*Assignment*: Retype the data that follows exactly. No pictures belong in the copy.

*Data under study*:

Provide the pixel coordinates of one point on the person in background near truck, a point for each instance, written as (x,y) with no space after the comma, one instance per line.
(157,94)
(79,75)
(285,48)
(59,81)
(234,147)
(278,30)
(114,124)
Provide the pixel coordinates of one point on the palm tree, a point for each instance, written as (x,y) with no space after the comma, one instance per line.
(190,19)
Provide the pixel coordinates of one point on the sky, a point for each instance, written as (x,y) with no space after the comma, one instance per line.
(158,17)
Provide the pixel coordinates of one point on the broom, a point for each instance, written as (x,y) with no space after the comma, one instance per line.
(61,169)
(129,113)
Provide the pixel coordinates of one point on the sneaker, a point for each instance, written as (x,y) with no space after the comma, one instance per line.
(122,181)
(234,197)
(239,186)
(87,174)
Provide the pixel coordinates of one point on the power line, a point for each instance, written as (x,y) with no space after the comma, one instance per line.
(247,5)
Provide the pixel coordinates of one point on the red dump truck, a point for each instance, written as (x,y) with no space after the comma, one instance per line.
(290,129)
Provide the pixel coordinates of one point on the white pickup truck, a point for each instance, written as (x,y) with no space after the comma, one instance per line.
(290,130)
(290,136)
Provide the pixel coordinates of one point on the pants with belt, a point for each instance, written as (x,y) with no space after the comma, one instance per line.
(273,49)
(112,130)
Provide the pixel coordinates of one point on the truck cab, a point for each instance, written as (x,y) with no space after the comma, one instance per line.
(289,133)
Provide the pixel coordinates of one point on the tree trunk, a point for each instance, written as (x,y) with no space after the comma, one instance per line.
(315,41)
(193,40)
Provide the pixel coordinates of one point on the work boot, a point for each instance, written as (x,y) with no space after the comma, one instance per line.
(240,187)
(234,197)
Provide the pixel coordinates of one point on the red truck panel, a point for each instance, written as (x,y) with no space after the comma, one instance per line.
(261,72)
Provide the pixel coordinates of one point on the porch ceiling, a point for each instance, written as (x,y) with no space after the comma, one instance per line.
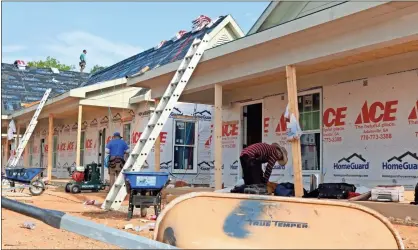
(306,68)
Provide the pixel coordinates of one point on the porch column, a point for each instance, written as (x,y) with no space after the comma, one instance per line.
(217,130)
(17,136)
(78,150)
(26,152)
(157,152)
(50,145)
(292,96)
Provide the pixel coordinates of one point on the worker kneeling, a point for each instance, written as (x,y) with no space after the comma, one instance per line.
(252,158)
(116,150)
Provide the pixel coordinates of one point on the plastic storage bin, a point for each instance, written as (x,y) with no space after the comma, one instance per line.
(146,180)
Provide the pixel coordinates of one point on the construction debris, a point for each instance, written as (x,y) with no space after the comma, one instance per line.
(29,225)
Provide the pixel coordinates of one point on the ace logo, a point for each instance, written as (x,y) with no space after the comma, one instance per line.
(280,128)
(70,146)
(377,112)
(89,143)
(137,135)
(414,113)
(335,117)
(228,129)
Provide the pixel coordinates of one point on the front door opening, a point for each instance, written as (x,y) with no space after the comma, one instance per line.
(253,122)
(101,154)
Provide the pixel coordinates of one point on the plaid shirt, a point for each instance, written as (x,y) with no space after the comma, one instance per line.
(263,152)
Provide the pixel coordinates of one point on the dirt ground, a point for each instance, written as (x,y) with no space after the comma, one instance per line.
(14,236)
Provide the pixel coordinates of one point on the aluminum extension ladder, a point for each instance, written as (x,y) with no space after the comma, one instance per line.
(156,122)
(14,159)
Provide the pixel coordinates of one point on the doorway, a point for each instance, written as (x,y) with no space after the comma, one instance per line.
(41,161)
(252,124)
(101,154)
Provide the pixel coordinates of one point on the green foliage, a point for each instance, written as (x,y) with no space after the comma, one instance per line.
(96,68)
(51,63)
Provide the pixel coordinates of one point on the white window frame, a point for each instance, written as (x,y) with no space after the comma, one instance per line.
(319,130)
(130,133)
(55,152)
(195,147)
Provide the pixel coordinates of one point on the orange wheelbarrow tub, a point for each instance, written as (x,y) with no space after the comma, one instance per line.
(205,220)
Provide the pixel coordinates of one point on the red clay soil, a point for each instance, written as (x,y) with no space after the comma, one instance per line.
(14,236)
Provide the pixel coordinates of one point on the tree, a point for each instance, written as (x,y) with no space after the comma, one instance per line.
(51,63)
(96,68)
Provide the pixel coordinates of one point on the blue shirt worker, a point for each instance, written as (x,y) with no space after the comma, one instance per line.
(116,148)
(83,60)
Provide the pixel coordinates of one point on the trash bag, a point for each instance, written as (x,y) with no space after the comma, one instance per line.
(415,202)
(287,189)
(107,159)
(293,129)
(250,189)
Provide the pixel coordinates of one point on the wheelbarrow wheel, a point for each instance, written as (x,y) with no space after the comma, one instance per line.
(68,187)
(75,189)
(37,188)
(144,211)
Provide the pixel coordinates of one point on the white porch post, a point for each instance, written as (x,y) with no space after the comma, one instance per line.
(217,129)
(292,96)
(50,145)
(80,115)
(157,152)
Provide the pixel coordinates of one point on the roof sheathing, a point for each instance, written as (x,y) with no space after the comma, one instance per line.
(29,85)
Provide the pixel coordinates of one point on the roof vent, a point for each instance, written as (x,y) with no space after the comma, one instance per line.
(179,35)
(20,64)
(55,70)
(200,22)
(160,45)
(213,22)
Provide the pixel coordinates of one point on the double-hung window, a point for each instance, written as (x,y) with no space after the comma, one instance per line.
(309,105)
(185,135)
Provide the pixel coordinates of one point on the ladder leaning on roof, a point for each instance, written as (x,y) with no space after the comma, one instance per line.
(14,159)
(156,122)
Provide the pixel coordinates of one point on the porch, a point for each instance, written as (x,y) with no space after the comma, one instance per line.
(326,48)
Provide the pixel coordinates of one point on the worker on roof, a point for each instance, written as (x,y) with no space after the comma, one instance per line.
(83,60)
(252,158)
(116,150)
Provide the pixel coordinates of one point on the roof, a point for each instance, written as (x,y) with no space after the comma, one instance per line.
(279,12)
(29,85)
(171,51)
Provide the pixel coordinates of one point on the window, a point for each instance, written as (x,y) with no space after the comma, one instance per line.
(310,151)
(184,147)
(82,138)
(31,153)
(309,112)
(127,133)
(310,122)
(55,152)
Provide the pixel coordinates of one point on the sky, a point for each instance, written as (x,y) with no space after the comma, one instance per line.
(109,31)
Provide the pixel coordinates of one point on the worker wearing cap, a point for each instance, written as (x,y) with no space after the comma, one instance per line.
(82,62)
(116,148)
(252,158)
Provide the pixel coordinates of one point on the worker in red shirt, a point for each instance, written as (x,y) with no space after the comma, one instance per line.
(252,158)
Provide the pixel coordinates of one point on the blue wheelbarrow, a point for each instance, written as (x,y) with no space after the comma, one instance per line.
(144,190)
(29,177)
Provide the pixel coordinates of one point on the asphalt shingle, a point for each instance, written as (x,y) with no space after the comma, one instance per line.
(171,51)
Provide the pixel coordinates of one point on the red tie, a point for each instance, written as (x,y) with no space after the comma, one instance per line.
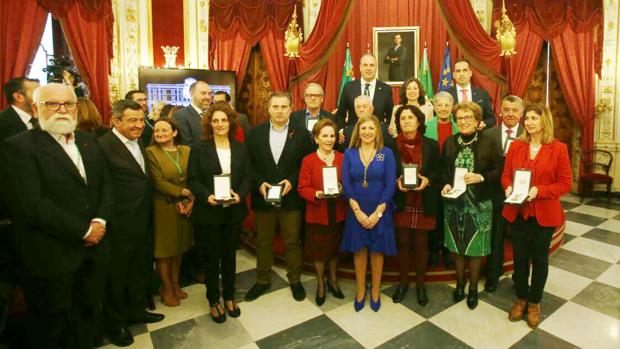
(464,95)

*Response area*:
Provide the pixel coordinates of one point on the person in background near truck, a point for each instance, written as (x,y) with no space after the comma, one instance per line.
(157,94)
(79,75)
(285,48)
(59,81)
(234,147)
(278,30)
(114,124)
Provide the pixel coordinates of one point on the palm tree, a point for each instance, written as (x,y) with no space after the comma, one instance per line.
(190,19)
Provide the pixel coordinates of one point on the sky, a point for each instance, written as (x,y) with no space after the comma, one instance per line.
(158,17)
Provide the pixel coordinates of one point on the broom, a point for each instance, written as (x,y) with no space after the comma, one instance per line.
(61,169)
(129,113)
Provide the pixel coordinates of one point on the sneaker, a point for each instance, written as (x,y) with no space after the comma, one instance per line.
(122,181)
(234,197)
(239,186)
(87,174)
Provide the pixel coordinates of one point on the power line, a point for each instance, written as (x,y) with no space after the comma, one instance per line.
(247,5)
Provide the pixel coordinates of one point on the red dump truck, a point for each instance, written as (x,y) with no space after the comma, one instance per line.
(290,129)
Provide the pixel coordinates of one point on the white pickup truck, a point for each instance, written as (x,y) with no space after the comma, one instance per line.
(290,130)
(290,136)
Provide the pixel coordinates of one point on the pants with belt, a point for each instance, written as (x,y) with no space after the comma, one instance per line.
(273,49)
(112,130)
Provide the pixel coordinates of one point on the truck cab, a point for each instance, written as (x,y) with no space after the comma, one instance per line.
(289,133)
Provide the pixel coordinates of one point on the tree trunk, a point for each instance, written as (x,y) with no space after the comma, one instance per line.
(315,41)
(193,40)
Provide the pixel coordinates of one point on the work boot, a point for each instance, written as (x,y) with no space after the comma, one instance per line.
(240,187)
(234,197)
Provide the pixel coordinates of one point on the red truck panel, a point for each instance, written as (x,y) with no space after the comma, one instance per line.
(261,72)
Provide the pixel coordinates of one point on the porch ceiling, a point for each instance, written as (x,y) with no space after the comma, one instance per line.
(306,68)
Provide the pixel coordinates of one point on the porch column, a point for each instance, written as (x,y) with no space after the comma, one instance per line.
(217,130)
(17,136)
(78,150)
(26,152)
(157,152)
(50,145)
(292,96)
Provide the pixel coordinates of one point on the worker kneeling, a point for each instance, written as (x,y) with no space after the comma, one instance per line.
(252,158)
(116,150)
Provide the pixel coordinates of one point on the plastic storage bin, a point for each instance, written as (x,y) with no space after the comma, one instance per line.
(146,180)
Provide the pixel coordinates of one point on the construction debris, a point for each instance, written as (x,y) with no space after the comma, one instance per line.
(29,225)
Provide the pixel coordinates of one point on the ace logo, a point for each instance, written as (x,y) with no space after the comma, one instance per line.
(280,128)
(70,146)
(377,112)
(89,143)
(137,135)
(414,113)
(335,117)
(228,129)
Provide the pixel coordinates of one point on the front door opening, a point for each instance, written as (x,y) with no space after the comma, one instance per line.
(253,122)
(101,154)
Provide the pixel coordinates of one point on the plaid shirt, a point for each instance, written as (x,y) with no space after the comma, one instance per line.
(263,152)
Provide the pixel coordinates of one point on the dirt ground, a point for each instance, written as (x,y) with no space after the comma, one instance per line.
(14,236)
Provide the pixel coordinates of one point on the aluminum extension ladder, a point for each instance, written as (x,y) with no space after the comma, one instance per line.
(156,122)
(14,159)
Provide the pixel coordinates of one point on the doorway, a point for each instance, written as (x,y) with no space after the comma, one instance per line.
(41,161)
(252,124)
(101,154)
Provide the pixel coordinates of one point on the green foliage, a point for each instance, written as (x,y) with no space after the comma, one instance per line.
(96,68)
(51,63)
Provide the pixel coordinates of one point on the white window frame, a point for each instance, written as (x,y) with no space after the comma, one instance per line.
(319,130)
(130,133)
(55,152)
(195,147)
Provide the pixel coordinates of one point on the orange wheelbarrow tub, a point for each instance, written as (x,y) with no space after the comma, one instance per line.
(205,220)
Provide the pixel coordinates of one point on the red clay soil, a point for each instance, written as (x,y) with no space after the comma, one instance per line.
(14,236)
Provide the pixel coordinates of one point on the tree, a point for each instance, written as (x,y) with no space after the comma, one instance per line.
(51,63)
(96,68)
Provide the pixel coordinates of one point on the blue shirt worker, a point for each instance, written as (x,y) with no space after the comma, one instance per line.
(116,148)
(83,60)
Provide the pixel coordinates of one point on the trash bag, a point for each instance, written as (x,y) with no space after the comma, one instance per line.
(415,202)
(287,189)
(107,159)
(293,129)
(250,189)
Provide the pixel coordinates of one point on the wheelbarrow wheel, a point for each instance, written as (x,y) with no space after the comma, one instance per line.
(68,187)
(75,189)
(37,188)
(144,211)
Provide the pixel coordinates of one point on the white porch post, a point for each instance, written as (x,y) with no space after the comma, one instance per line.
(217,129)
(292,96)
(50,145)
(80,115)
(157,152)
Provide the pixel coordinates of one point on the roof sheathing, a point for each instance, written as (x,y) with no space after the comma, one instance per line.
(29,85)
Provide the pixel coordinates of one point on the roof vent, a point for each instance, written as (x,y) with no space after the comma, one instance per line.
(179,35)
(20,64)
(55,70)
(200,22)
(160,45)
(213,22)
Provide the pixel coordinates of one point on the double-hung window, a point for each instance, written as (x,y) with no space after the comma, one instance per line.
(309,105)
(185,135)
Provide the pixel coordinates of one point on the ladder leaning on roof, a point for each instance, written as (x,y) with no space after the comma, one instance per line.
(14,159)
(156,122)
Provide the pixel coordinates of one point on the porch, a point for each instance, written as (x,y) with no space after the comma, one instance per line.
(326,48)
Provide the pixel coordinates of one point on the worker on roof, a point for each instance, written as (x,y) with no space after the comma, one instance per line.
(83,60)
(252,158)
(116,150)
Provide the pixel coordinates of one point on the roof, a point for each instance, written as (x,y) with no space after the comma, one instance per line.
(279,12)
(29,85)
(171,51)
Provide the pixel coordinates of one point on the window, a point for each instance, written as (x,y) with no space after the comma, one instance per line.
(310,151)
(184,147)
(82,138)
(31,153)
(309,112)
(127,133)
(310,122)
(55,152)
Provide the pixel coordinates of one point on the sky, a point for each instance, written as (x,y) with no space after the comma, one instance per line.
(109,31)
Provide the pixel coordinates of one point on the worker wearing cap, a point for each instance, written as (x,y) with no space after the comma, one instance per line.
(82,62)
(116,148)
(252,158)
Provide the pixel coordinates of one point on the worker in red shirt, a point for each instance, written as (x,y) with no space after the comma, one instance per line.
(252,158)
Provide the pixel coordinates of one point on the blue wheelbarrow, a point for each instance, written as (x,y) with no space after the comma, one instance per line.
(144,190)
(29,177)
Provide the pixel coordinates of one point on the asphalt shingle, a point for each instance, written as (x,y) with no space after the comma, one instance per line.
(171,51)
Provide the pixel coordinates of one point on the red tie, a point for each instance, written as (x,y) with no space after the comma, one instance per line.
(464,95)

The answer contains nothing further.